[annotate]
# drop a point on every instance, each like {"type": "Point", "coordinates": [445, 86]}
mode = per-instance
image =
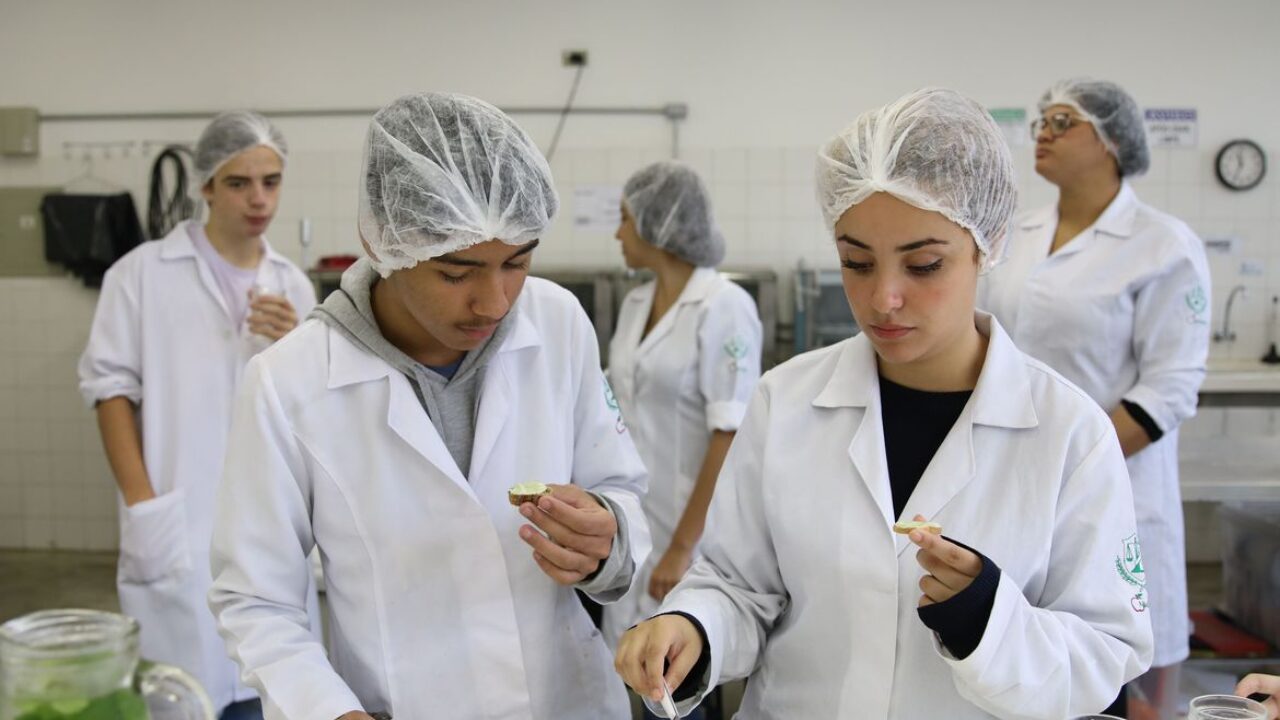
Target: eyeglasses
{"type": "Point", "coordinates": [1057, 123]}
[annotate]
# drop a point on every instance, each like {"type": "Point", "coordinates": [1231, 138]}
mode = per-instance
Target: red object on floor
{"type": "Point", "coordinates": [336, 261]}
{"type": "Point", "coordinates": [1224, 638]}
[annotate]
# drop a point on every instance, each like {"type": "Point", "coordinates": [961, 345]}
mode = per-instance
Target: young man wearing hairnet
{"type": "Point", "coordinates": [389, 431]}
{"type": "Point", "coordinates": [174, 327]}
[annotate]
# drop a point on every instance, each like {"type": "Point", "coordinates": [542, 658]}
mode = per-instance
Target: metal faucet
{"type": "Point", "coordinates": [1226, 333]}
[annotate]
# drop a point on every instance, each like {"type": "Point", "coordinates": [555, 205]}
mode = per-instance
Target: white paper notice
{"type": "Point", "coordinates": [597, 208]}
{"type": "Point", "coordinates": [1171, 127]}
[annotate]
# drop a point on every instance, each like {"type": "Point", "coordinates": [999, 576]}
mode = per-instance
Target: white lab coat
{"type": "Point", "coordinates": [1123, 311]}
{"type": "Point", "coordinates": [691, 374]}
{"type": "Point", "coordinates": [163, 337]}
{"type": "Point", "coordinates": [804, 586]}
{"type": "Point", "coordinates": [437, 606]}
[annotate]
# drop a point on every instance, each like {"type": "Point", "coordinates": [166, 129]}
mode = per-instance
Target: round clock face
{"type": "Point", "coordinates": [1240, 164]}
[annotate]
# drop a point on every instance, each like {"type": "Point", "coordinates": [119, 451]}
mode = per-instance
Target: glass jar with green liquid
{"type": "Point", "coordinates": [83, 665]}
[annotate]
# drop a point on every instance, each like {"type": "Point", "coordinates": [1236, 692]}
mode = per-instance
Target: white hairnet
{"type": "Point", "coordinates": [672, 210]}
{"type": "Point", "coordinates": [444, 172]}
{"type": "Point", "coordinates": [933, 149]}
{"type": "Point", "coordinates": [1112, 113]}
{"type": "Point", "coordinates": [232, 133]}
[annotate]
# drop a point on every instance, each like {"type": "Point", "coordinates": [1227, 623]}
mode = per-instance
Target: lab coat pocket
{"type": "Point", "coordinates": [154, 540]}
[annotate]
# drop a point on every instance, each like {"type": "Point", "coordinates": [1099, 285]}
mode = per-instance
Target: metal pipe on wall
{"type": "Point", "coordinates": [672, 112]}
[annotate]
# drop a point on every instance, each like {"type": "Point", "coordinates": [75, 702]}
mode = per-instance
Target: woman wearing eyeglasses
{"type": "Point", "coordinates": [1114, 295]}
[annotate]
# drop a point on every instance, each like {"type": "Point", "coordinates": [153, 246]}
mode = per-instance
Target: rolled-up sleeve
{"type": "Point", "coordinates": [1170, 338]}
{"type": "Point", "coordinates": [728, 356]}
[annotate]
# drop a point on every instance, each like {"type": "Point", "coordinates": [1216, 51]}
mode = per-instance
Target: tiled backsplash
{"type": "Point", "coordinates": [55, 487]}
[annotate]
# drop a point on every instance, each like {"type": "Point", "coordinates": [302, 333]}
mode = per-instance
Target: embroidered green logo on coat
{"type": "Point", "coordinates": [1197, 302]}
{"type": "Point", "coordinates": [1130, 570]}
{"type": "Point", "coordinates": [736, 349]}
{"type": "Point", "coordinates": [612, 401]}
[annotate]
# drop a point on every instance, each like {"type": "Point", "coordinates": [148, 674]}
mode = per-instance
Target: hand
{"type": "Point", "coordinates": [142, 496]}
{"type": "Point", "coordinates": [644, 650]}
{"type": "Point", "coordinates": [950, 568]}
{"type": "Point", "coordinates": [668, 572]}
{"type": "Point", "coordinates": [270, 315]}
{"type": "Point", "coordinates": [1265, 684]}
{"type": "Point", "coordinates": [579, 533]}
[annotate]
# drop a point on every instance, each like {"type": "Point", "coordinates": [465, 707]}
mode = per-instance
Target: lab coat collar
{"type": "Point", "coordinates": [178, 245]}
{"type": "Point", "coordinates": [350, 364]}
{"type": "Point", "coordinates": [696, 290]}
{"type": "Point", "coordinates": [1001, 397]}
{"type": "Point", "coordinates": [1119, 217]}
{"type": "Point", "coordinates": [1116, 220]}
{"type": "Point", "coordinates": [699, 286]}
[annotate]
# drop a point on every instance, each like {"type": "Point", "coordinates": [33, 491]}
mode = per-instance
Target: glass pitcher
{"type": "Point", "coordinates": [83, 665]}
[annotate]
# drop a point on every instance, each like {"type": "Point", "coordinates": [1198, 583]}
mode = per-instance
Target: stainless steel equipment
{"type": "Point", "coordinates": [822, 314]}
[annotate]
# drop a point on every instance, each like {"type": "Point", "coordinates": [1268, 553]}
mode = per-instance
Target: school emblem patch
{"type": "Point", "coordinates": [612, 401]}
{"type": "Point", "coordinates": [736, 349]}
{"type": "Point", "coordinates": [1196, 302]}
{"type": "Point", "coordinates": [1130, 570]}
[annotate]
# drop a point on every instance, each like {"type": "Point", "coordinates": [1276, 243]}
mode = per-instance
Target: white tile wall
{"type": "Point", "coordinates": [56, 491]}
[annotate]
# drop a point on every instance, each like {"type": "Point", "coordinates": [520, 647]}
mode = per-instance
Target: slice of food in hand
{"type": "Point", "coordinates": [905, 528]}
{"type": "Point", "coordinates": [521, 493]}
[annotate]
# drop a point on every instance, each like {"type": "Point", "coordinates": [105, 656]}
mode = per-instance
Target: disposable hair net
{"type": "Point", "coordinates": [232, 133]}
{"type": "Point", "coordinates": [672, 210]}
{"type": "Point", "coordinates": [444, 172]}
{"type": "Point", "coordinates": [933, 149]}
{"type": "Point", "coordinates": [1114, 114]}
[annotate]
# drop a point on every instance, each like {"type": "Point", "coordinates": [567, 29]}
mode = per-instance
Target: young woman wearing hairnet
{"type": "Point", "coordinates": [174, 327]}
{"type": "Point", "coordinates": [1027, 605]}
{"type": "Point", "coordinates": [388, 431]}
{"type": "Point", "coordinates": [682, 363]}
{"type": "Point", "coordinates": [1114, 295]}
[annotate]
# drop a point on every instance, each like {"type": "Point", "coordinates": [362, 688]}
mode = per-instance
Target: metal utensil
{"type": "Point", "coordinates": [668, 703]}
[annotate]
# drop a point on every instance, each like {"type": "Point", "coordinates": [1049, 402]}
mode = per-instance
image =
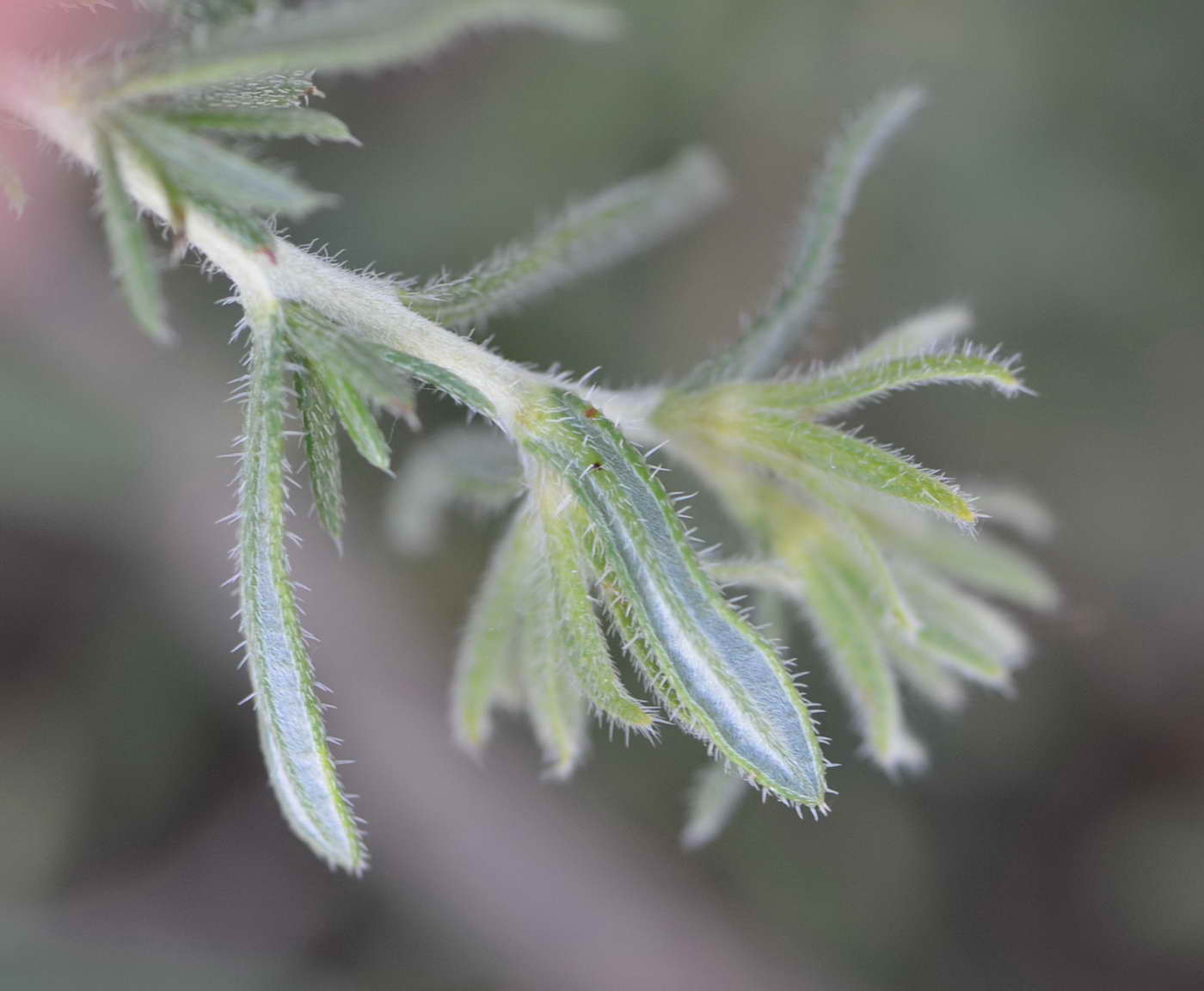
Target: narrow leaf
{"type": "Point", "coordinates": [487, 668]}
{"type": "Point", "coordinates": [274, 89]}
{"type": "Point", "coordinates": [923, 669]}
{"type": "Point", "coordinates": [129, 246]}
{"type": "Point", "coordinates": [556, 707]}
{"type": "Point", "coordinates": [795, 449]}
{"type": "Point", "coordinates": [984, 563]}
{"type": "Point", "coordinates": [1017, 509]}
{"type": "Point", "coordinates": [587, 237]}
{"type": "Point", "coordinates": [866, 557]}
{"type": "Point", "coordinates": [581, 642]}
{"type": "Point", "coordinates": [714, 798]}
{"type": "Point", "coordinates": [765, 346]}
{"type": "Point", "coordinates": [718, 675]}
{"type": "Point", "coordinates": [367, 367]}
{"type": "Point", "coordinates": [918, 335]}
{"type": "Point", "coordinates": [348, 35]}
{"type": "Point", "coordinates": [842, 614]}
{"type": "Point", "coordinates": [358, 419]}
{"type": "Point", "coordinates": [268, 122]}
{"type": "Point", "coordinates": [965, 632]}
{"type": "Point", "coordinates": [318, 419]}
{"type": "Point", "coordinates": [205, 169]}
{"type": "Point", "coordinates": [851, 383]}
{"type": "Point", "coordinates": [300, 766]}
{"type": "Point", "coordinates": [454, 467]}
•••
## WRITTEN EXERCISE
Which lines in the items above contain the word "woman"? Pull out each of those lines and copy it in full.

## REPLY TO THE TASK
Target: woman wearing eyeglasses
Target: young woman wearing hairnet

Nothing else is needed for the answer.